• [Work instructions]: Show each line of the material below that contains the string "spice", matching case exactly.

• [Given data]:

········

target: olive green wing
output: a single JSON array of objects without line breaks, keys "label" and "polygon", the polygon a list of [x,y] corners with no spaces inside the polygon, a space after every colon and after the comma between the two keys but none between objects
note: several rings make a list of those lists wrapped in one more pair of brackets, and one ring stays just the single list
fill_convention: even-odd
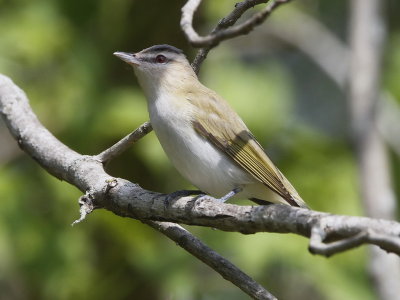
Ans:
[{"label": "olive green wing", "polygon": [[[218,99],[219,100],[219,99]],[[222,100],[224,101],[224,100]],[[208,103],[209,104],[209,103]],[[224,113],[220,111],[224,110]],[[292,206],[307,207],[297,191],[272,163],[239,116],[225,102],[216,102],[192,122],[194,129],[249,174]]]}]

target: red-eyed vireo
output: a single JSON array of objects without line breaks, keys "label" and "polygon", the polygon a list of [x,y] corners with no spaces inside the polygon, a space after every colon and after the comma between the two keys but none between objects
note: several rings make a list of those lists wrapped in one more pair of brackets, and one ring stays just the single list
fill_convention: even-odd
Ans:
[{"label": "red-eyed vireo", "polygon": [[199,82],[182,50],[156,45],[114,55],[133,66],[162,148],[193,185],[220,201],[307,207],[236,112]]}]

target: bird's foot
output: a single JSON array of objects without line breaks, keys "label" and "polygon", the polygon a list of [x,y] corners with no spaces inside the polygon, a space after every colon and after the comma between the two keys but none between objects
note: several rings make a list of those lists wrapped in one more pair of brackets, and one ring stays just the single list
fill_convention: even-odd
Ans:
[{"label": "bird's foot", "polygon": [[192,195],[199,195],[201,193],[202,193],[202,191],[194,191],[194,190],[175,191],[175,192],[167,195],[167,197],[164,200],[164,206],[169,207],[171,205],[172,201],[174,201],[177,198],[192,196]]},{"label": "bird's foot", "polygon": [[235,196],[237,193],[240,193],[243,189],[242,188],[234,188],[232,191],[230,191],[228,194],[222,196],[221,198],[214,198],[210,195],[199,195],[197,196],[194,200],[213,200],[219,203],[224,203],[226,201],[228,201],[230,198],[232,198],[233,196]]}]

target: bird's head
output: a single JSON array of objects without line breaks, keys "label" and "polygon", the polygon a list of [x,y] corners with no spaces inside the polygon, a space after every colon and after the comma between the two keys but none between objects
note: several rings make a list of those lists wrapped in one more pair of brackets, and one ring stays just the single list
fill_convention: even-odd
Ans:
[{"label": "bird's head", "polygon": [[170,45],[155,45],[137,53],[115,52],[114,55],[133,67],[147,92],[158,92],[197,79],[183,51]]}]

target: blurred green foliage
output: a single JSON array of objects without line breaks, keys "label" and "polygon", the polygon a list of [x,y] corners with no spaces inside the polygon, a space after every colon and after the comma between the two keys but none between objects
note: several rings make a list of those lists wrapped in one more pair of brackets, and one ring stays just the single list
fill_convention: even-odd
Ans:
[{"label": "blurred green foliage", "polygon": [[[346,1],[299,2],[282,9],[307,10],[343,35]],[[148,119],[131,69],[112,53],[169,43],[193,57],[179,28],[182,4],[0,0],[0,72],[25,90],[61,141],[98,153]],[[232,5],[206,1],[196,19],[200,31]],[[390,25],[384,84],[400,98],[400,24]],[[228,99],[312,208],[362,215],[344,95],[296,50],[264,45],[250,55],[243,45],[222,44],[203,65],[202,81]],[[154,134],[108,171],[160,192],[190,188]],[[138,221],[96,211],[71,227],[80,195],[21,152],[0,161],[0,299],[246,298]],[[365,247],[325,259],[309,254],[297,236],[190,230],[279,298],[374,299]]]}]

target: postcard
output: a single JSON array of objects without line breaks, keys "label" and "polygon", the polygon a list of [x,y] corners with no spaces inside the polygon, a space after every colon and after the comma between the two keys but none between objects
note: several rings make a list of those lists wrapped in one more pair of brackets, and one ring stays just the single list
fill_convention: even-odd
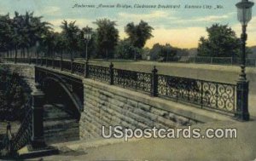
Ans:
[{"label": "postcard", "polygon": [[0,0],[0,158],[256,160],[254,3]]}]

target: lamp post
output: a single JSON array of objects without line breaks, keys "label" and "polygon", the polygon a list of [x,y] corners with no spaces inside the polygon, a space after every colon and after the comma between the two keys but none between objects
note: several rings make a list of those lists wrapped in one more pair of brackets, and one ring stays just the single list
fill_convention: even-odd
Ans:
[{"label": "lamp post", "polygon": [[248,0],[241,0],[241,2],[236,4],[237,8],[237,19],[242,26],[242,33],[241,35],[241,73],[237,81],[237,102],[236,118],[241,121],[248,121],[250,115],[248,112],[248,86],[249,82],[247,80],[245,73],[246,68],[246,41],[247,38],[247,26],[252,19],[252,8],[253,2]]},{"label": "lamp post", "polygon": [[39,57],[39,53],[38,53],[38,48],[39,48],[39,42],[38,41],[37,41],[37,43],[36,43],[36,52],[37,52],[37,62],[36,62],[36,64],[37,64],[37,66],[38,65],[38,57]]},{"label": "lamp post", "polygon": [[84,78],[88,78],[88,43],[91,39],[91,33],[90,32],[84,34],[84,39],[85,41],[85,56],[84,56]]},{"label": "lamp post", "polygon": [[86,61],[88,61],[88,43],[90,42],[90,40],[91,39],[91,33],[90,32],[86,32],[84,34],[84,39],[85,41],[85,57],[84,57],[84,60]]}]

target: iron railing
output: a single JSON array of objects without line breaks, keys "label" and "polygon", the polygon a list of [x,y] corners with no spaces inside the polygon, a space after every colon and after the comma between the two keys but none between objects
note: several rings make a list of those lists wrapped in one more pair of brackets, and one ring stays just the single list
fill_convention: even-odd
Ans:
[{"label": "iron railing", "polygon": [[18,132],[11,133],[11,127],[7,128],[5,138],[0,145],[0,151],[6,150],[7,155],[12,154],[29,144],[32,134],[32,98],[30,97],[24,108],[26,114]]},{"label": "iron railing", "polygon": [[151,74],[135,71],[114,69],[113,83],[123,88],[130,88],[150,93]]},{"label": "iron railing", "polygon": [[110,80],[110,72],[108,67],[88,65],[88,78],[103,81],[109,82]]},{"label": "iron railing", "polygon": [[201,108],[236,112],[236,85],[231,83],[159,75],[158,94]]},{"label": "iron railing", "polygon": [[236,84],[160,75],[155,68],[151,73],[116,69],[112,63],[109,67],[106,67],[55,60],[53,63],[44,66],[54,68],[61,66],[61,70],[63,71],[148,93],[152,96],[160,96],[227,113],[236,112]]}]

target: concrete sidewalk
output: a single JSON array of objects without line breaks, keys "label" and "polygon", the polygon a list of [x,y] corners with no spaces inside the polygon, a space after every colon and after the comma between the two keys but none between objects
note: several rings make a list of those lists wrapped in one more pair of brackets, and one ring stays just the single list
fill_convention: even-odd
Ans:
[{"label": "concrete sidewalk", "polygon": [[207,128],[236,128],[237,138],[143,139],[100,147],[88,146],[88,142],[82,141],[68,142],[59,148],[71,151],[45,157],[44,160],[253,161],[256,158],[256,120],[247,123],[222,121],[193,127],[201,128],[201,131]]}]

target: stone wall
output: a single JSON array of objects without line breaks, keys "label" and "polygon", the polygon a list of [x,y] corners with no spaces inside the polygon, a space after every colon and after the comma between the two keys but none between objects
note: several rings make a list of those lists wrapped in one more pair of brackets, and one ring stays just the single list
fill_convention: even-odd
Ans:
[{"label": "stone wall", "polygon": [[10,72],[19,73],[29,86],[31,91],[35,89],[35,67],[32,65],[26,64],[0,64],[7,66]]},{"label": "stone wall", "polygon": [[102,125],[168,129],[215,120],[212,112],[96,81],[84,79],[84,87],[81,140],[100,138]]}]

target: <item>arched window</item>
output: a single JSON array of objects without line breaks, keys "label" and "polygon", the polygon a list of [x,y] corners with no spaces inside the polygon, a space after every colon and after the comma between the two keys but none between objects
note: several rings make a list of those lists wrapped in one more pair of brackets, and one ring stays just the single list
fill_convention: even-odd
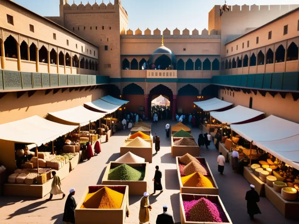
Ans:
[{"label": "arched window", "polygon": [[231,66],[232,68],[236,68],[237,67],[237,63],[236,62],[234,58],[233,59],[233,62],[232,63]]},{"label": "arched window", "polygon": [[56,52],[54,48],[50,52],[50,63],[54,65],[57,65],[56,63]]},{"label": "arched window", "polygon": [[257,57],[254,53],[253,53],[250,57],[250,66],[255,66],[257,65]]},{"label": "arched window", "polygon": [[212,70],[219,70],[219,61],[215,58],[212,62]]},{"label": "arched window", "polygon": [[138,62],[135,59],[133,58],[131,61],[131,70],[138,70]]},{"label": "arched window", "polygon": [[202,70],[202,61],[200,59],[198,58],[195,61],[195,70]]},{"label": "arched window", "polygon": [[190,59],[189,59],[186,62],[185,66],[185,70],[190,70],[194,69],[194,63],[193,61]]},{"label": "arched window", "polygon": [[298,47],[294,42],[291,43],[288,48],[287,53],[287,61],[294,61],[298,59]]},{"label": "arched window", "polygon": [[211,70],[211,61],[208,58],[206,58],[202,62],[202,70],[206,71]]},{"label": "arched window", "polygon": [[265,63],[265,55],[261,50],[257,53],[257,65],[261,65]]},{"label": "arched window", "polygon": [[11,35],[4,42],[4,50],[7,58],[17,58],[17,42]]},{"label": "arched window", "polygon": [[280,45],[276,49],[275,52],[275,62],[283,62],[284,61],[284,56],[286,50],[284,47]]},{"label": "arched window", "polygon": [[185,63],[182,59],[179,59],[178,61],[177,68],[178,70],[185,70]]},{"label": "arched window", "polygon": [[123,61],[123,70],[130,69],[130,62],[127,59],[125,58]]},{"label": "arched window", "polygon": [[28,55],[27,53],[27,43],[23,40],[20,45],[20,53],[21,54],[21,60],[28,60]]},{"label": "arched window", "polygon": [[243,67],[248,67],[248,56],[245,54],[243,59]]},{"label": "arched window", "polygon": [[48,63],[48,50],[45,46],[43,45],[42,46],[38,53],[39,62],[44,63]]},{"label": "arched window", "polygon": [[[143,58],[139,62],[139,70],[142,70],[142,65],[143,65],[143,64],[145,63],[145,65],[146,66],[147,63],[147,60],[145,60]],[[147,68],[147,69],[148,69]]]}]

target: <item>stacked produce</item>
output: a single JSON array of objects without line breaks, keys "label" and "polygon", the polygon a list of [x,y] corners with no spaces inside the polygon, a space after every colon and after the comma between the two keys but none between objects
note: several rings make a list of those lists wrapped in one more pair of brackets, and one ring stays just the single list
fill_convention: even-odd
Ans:
[{"label": "stacked produce", "polygon": [[228,223],[220,205],[202,198],[190,201],[183,201],[186,221],[211,223]]},{"label": "stacked produce", "polygon": [[139,170],[126,164],[123,164],[109,170],[108,180],[143,180],[145,171]]},{"label": "stacked produce", "polygon": [[118,209],[121,207],[123,194],[104,187],[87,194],[81,208]]},{"label": "stacked produce", "polygon": [[212,182],[208,177],[199,173],[181,178],[183,186],[187,187],[213,188]]},{"label": "stacked produce", "polygon": [[184,146],[197,146],[197,144],[194,139],[186,138],[183,138],[177,140],[175,140],[173,142],[173,145]]}]

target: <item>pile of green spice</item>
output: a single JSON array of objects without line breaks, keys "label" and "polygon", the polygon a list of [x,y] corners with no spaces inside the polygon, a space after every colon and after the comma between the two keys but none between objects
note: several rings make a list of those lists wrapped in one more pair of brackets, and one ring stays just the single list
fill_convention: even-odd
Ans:
[{"label": "pile of green spice", "polygon": [[183,129],[181,129],[179,131],[177,131],[174,133],[173,137],[178,137],[179,138],[193,138],[193,136],[191,134],[184,131]]},{"label": "pile of green spice", "polygon": [[126,164],[110,169],[108,174],[108,180],[143,180],[145,170],[137,170]]}]

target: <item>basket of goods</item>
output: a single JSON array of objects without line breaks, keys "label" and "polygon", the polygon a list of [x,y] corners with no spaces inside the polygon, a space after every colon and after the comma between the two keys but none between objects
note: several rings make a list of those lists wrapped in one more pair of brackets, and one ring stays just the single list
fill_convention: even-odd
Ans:
[{"label": "basket of goods", "polygon": [[283,188],[286,187],[286,184],[281,181],[274,181],[273,182],[273,188],[276,192],[280,193]]},{"label": "basket of goods", "polygon": [[266,178],[266,183],[269,187],[273,187],[273,182],[277,180],[276,178],[274,176],[267,176]]},{"label": "basket of goods", "polygon": [[297,190],[294,188],[283,188],[281,189],[281,197],[286,200],[296,200],[298,199]]},{"label": "basket of goods", "polygon": [[260,168],[260,167],[261,165],[260,164],[257,164],[257,163],[255,163],[254,164],[253,164],[250,166],[250,169],[253,171],[254,171],[256,169],[258,168]]},{"label": "basket of goods", "polygon": [[254,170],[254,174],[257,177],[259,177],[260,173],[263,170],[264,170],[264,169],[261,167],[257,168]]}]

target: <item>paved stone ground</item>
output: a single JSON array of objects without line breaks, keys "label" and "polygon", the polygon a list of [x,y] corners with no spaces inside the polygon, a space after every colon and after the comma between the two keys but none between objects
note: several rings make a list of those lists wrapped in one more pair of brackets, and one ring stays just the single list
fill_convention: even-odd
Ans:
[{"label": "paved stone ground", "polygon": [[[175,123],[169,122],[170,125]],[[153,135],[156,133],[161,137],[160,151],[153,158],[149,167],[149,192],[153,192],[155,167],[158,165],[163,176],[162,184],[164,189],[161,194],[150,196],[150,201],[153,209],[150,212],[151,223],[155,223],[158,214],[161,213],[164,205],[168,206],[169,211],[173,214],[176,222],[180,220],[179,196],[179,188],[177,174],[175,159],[170,155],[170,141],[166,136],[165,125],[166,122],[159,121],[152,125]],[[197,138],[200,131],[198,129],[192,130],[193,135]],[[76,189],[75,198],[78,202],[82,194],[89,185],[101,183],[102,178],[107,164],[119,157],[119,148],[129,134],[128,130],[117,133],[109,142],[102,145],[102,152],[89,161],[79,164],[75,169],[62,181],[62,188],[66,192],[72,188]],[[212,143],[212,144],[213,143]],[[206,150],[201,148],[201,156],[205,157],[213,173],[219,188],[219,194],[234,224],[248,223],[298,223],[285,219],[279,212],[266,198],[261,197],[258,205],[262,214],[256,216],[256,220],[251,221],[247,214],[245,195],[249,189],[249,184],[242,176],[234,172],[228,163],[225,164],[224,175],[220,175],[217,171],[216,162],[218,154],[213,145]],[[153,152],[154,152],[154,150]],[[45,200],[48,197],[43,199],[19,197],[1,196],[0,197],[0,223],[62,223],[62,217],[65,199],[60,196],[54,196],[50,202]],[[138,224],[139,200],[141,196],[130,197],[130,217],[126,223]]]}]

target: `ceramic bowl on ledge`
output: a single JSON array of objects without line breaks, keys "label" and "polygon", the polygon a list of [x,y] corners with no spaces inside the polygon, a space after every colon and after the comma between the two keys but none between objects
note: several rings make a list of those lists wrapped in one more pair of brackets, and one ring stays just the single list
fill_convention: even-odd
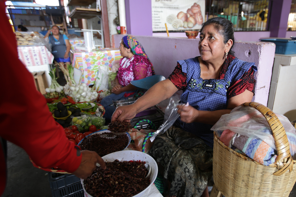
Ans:
[{"label": "ceramic bowl on ledge", "polygon": [[197,35],[198,35],[198,31],[185,31],[185,33],[188,38],[191,39],[194,39]]}]

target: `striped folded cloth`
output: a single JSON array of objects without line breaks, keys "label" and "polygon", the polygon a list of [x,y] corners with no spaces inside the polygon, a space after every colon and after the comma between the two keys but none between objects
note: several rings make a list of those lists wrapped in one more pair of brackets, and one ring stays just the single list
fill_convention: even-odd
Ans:
[{"label": "striped folded cloth", "polygon": [[[285,129],[290,152],[295,159],[295,129],[286,117],[276,114]],[[236,151],[246,155],[264,165],[274,162],[277,155],[274,140],[266,137],[272,137],[270,128],[264,116],[254,108],[237,107],[230,114],[222,115],[211,129],[220,136],[221,141]]]}]

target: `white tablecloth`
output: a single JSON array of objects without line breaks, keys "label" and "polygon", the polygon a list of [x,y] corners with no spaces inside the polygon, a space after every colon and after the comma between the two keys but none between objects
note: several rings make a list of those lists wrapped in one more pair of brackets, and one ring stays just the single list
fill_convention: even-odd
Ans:
[{"label": "white tablecloth", "polygon": [[45,46],[17,47],[19,58],[26,66],[52,64],[54,56]]}]

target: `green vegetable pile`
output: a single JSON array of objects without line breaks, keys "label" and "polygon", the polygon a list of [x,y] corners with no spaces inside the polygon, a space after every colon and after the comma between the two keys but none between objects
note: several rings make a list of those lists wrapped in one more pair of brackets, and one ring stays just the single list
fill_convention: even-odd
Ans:
[{"label": "green vegetable pile", "polygon": [[73,118],[72,119],[72,125],[76,125],[80,133],[84,133],[88,131],[89,127],[92,125],[97,128],[100,128],[105,125],[105,119],[102,117],[84,115]]}]

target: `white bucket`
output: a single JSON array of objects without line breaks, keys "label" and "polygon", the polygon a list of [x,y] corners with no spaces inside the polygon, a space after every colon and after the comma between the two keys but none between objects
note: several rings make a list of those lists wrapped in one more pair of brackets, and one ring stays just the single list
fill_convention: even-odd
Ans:
[{"label": "white bucket", "polygon": [[[133,197],[140,197],[144,194],[146,191],[153,184],[155,181],[157,176],[158,168],[157,164],[153,158],[148,154],[140,151],[137,151],[126,150],[118,151],[110,153],[107,155],[102,157],[102,158],[105,162],[114,162],[116,159],[118,159],[120,161],[130,161],[131,160],[141,160],[141,161],[145,162],[150,165],[151,169],[151,175],[150,176],[151,182],[150,184],[146,189],[139,193],[133,196]],[[81,184],[84,191],[85,197],[93,197],[86,192],[84,188],[84,185],[83,183],[83,179],[81,179]]]}]

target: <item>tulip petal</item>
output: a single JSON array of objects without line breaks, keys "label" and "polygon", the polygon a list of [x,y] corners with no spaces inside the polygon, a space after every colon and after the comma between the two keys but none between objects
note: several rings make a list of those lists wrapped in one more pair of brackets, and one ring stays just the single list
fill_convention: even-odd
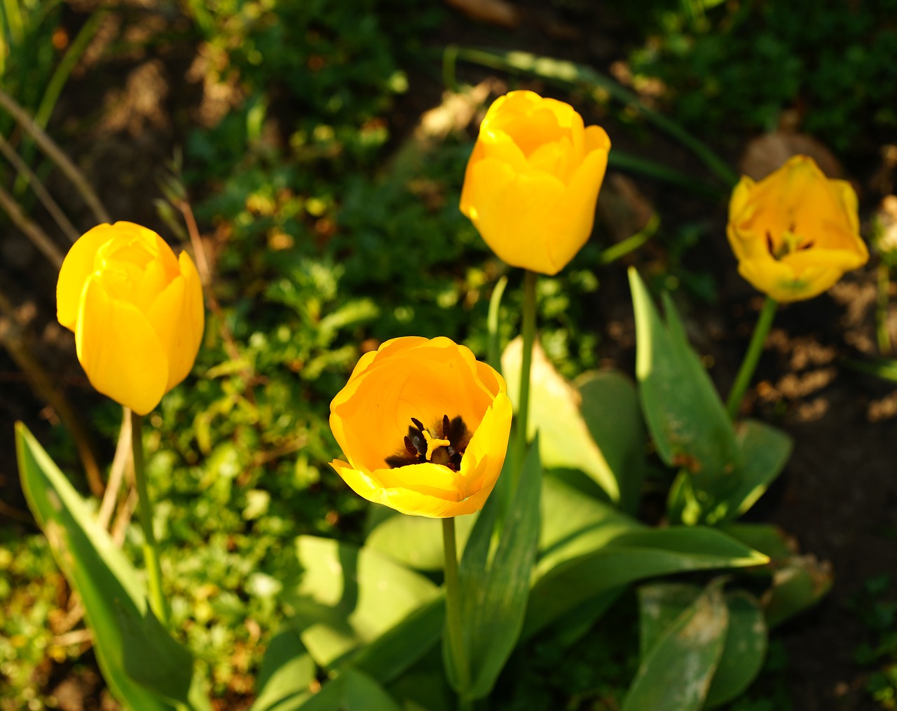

········

• [Response]:
target: <item>pile of green spice</item>
[{"label": "pile of green spice", "polygon": [[183,129],[181,129],[179,131],[177,131],[174,133],[173,137],[178,137],[179,138],[193,138],[193,136],[191,134],[184,131]]},{"label": "pile of green spice", "polygon": [[126,164],[110,169],[108,174],[108,180],[143,180],[145,170],[137,170]]}]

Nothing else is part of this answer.